Data to use:
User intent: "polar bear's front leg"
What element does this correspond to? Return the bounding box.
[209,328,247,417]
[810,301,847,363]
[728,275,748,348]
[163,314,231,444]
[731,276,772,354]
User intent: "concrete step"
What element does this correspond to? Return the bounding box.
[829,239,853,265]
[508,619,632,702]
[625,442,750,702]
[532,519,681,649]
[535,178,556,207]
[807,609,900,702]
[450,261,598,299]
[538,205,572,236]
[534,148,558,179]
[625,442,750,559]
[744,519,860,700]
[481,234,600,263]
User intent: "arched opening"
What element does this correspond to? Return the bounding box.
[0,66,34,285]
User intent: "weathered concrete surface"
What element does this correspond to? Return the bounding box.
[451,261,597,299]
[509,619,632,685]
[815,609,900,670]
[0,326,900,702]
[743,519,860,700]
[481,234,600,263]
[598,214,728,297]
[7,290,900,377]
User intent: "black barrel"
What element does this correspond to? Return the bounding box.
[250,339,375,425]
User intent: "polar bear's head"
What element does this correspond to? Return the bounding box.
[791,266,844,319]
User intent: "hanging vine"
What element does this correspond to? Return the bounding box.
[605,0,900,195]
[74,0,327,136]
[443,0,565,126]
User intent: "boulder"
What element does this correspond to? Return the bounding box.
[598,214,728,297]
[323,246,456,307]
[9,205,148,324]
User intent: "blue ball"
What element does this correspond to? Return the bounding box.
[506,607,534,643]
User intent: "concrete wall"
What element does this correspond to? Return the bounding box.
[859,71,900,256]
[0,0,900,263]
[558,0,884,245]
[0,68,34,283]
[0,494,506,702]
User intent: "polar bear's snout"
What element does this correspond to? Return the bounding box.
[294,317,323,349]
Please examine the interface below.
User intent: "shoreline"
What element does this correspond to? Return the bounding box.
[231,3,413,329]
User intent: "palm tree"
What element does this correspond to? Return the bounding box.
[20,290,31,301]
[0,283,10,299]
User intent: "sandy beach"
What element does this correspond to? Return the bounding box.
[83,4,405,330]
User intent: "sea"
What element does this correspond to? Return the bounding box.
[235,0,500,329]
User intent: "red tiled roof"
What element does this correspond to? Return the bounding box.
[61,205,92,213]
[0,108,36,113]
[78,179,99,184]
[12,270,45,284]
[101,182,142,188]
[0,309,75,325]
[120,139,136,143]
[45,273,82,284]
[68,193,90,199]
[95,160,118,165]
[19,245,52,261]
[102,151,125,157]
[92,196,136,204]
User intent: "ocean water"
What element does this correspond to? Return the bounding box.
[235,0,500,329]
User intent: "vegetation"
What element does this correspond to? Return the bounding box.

Exercise instructions: List each line in the rows above that contains the word "bear", treating uppercase and lowercase letters as different.

Completed task:
User intent: "polar bear's front leg"
User intent: "polar bear's head"
User intent: "polar bear's snout"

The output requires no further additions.